**EXERCISE GOAL**
Write out the lines below word for word, from the line containing "the weathered brick." through the end of the lines, and nothing else.

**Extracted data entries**

========================

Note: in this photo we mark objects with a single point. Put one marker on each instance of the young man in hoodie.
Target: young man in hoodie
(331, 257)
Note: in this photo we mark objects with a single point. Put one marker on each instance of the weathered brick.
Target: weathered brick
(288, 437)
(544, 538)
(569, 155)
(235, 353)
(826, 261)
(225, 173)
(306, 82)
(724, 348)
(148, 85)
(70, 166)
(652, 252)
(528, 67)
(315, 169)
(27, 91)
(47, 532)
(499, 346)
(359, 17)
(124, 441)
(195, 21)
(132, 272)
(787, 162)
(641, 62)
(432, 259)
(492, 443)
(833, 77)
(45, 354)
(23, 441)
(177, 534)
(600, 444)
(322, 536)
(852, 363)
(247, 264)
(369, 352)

========================

**ANSWER TO THIS TASK**
Note: in this photo we mark objects with a single point. Put one marker on each instance of the weathered brick.
Target: weathered brick
(288, 437)
(544, 538)
(569, 155)
(235, 353)
(826, 261)
(225, 173)
(306, 82)
(724, 348)
(148, 85)
(70, 166)
(652, 252)
(528, 67)
(315, 169)
(27, 91)
(47, 532)
(499, 346)
(359, 17)
(124, 441)
(195, 21)
(132, 272)
(787, 162)
(641, 62)
(432, 259)
(492, 443)
(833, 77)
(45, 354)
(23, 441)
(177, 534)
(600, 444)
(322, 536)
(852, 363)
(247, 264)
(369, 352)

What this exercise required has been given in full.